Resume the ESP32 microphone setup guide right after its last line.

TEXT EXCERPT:
* * *
Step 1: Hardware Assembly

  1. Connect microphones to ESP32 as per wiring diagram
  2. Adjust microphone gain potentiometers to medium position
  3. Connect ESP32 to computer via USB

Step 2: Flash ESP32 Firmware

  1. Open sketch_jun13a/sketch_jun13a.ino in Arduino IDE
  2. Configure WiFi credentials
  3. Upload to ESP32
  4. Note the IP address displayed in Serial Monitor (e.g., 192.168.0.110)

Step 3: Launch Web Visualization

  1. Open index.html in web browser
  2. Enter ESP32 IP address in connection field (e.g., 192.168.0.110)
  3. Click "Connect to ESP32"
* * *
[Image region labeling entries]
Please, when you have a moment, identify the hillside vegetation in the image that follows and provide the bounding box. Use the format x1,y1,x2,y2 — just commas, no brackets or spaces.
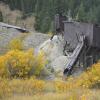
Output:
0,59,100,100
1,0,100,32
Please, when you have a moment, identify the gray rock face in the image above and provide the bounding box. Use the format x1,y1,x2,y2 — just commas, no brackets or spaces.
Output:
39,36,67,75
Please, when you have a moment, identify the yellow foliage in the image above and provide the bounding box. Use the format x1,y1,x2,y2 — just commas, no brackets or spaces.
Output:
0,49,46,77
9,38,23,50
54,62,100,92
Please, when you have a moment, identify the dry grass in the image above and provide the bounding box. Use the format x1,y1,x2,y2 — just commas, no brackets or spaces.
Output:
3,90,100,100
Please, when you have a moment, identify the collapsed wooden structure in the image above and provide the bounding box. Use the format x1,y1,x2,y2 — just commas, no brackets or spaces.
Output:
55,13,100,75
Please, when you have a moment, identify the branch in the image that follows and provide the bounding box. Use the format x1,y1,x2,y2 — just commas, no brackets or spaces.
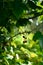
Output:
9,22,43,40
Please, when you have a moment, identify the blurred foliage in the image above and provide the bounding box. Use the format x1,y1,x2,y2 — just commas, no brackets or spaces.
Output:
0,0,43,65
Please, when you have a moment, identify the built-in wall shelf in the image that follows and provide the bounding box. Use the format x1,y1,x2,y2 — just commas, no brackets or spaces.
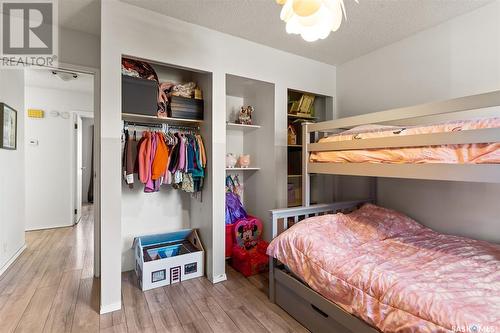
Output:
226,167,260,171
226,122,260,132
122,113,203,125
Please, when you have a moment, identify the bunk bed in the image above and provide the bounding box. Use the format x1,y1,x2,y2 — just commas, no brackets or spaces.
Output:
268,91,500,333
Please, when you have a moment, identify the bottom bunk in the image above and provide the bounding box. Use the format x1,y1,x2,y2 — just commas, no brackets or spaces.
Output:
268,203,500,333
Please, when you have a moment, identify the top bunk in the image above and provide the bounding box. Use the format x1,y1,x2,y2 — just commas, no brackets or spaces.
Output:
302,91,500,183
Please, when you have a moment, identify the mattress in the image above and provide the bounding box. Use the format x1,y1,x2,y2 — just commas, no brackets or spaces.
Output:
310,118,500,164
267,204,500,333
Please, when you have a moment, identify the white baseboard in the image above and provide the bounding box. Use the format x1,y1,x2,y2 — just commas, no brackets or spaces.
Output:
0,244,26,276
100,302,122,314
212,273,227,283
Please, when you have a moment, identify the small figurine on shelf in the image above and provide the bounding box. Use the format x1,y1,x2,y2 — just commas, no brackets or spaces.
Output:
238,105,254,125
288,125,297,146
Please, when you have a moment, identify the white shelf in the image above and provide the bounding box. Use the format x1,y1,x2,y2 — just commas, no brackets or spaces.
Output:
226,167,260,172
226,122,260,132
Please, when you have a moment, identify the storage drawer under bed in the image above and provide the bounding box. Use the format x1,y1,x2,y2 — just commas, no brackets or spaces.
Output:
274,268,379,333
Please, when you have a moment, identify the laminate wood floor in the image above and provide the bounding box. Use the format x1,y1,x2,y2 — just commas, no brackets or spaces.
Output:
0,206,307,333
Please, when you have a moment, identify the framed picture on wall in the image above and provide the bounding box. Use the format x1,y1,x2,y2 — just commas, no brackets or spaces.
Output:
0,103,17,150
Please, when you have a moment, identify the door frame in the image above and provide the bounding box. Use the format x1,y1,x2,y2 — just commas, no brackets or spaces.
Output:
* * *
WRITTEN ANSWER:
  4. Verify "Connected" status and live audio data display

Step 4: Test System

  1. Make sounds near the microphones
  2. Observe real-time visualization changes
  3. Test left/right spatial audio by making sounds on different sides
  4. Switch between visualization modes to explore different representations

Running the System

Mode 1: Live ESP32 Data

Best for: Real-time meeting monitoring and system testing

  1. Ensure ESP32 is powered and connected to WiFi

    # Check ESP32 serial output
    # Should show: "WiFi connected" and "IP address: X.X.X.X"
  2. Open web visualization

    • Launch index.html in browser
    • Enter ESP32 IP address
    • Click "Connect to ESP32"
  3. Verify real-time data stream

    • Audio data display should update ~2 times per second
    • Left/Right mic levels should respond to sounds
    • Stereo difference should reflect speaker position
  4. Explore visualization modes

    • Audio 3D: Directional color mapping (orange = left, green = right)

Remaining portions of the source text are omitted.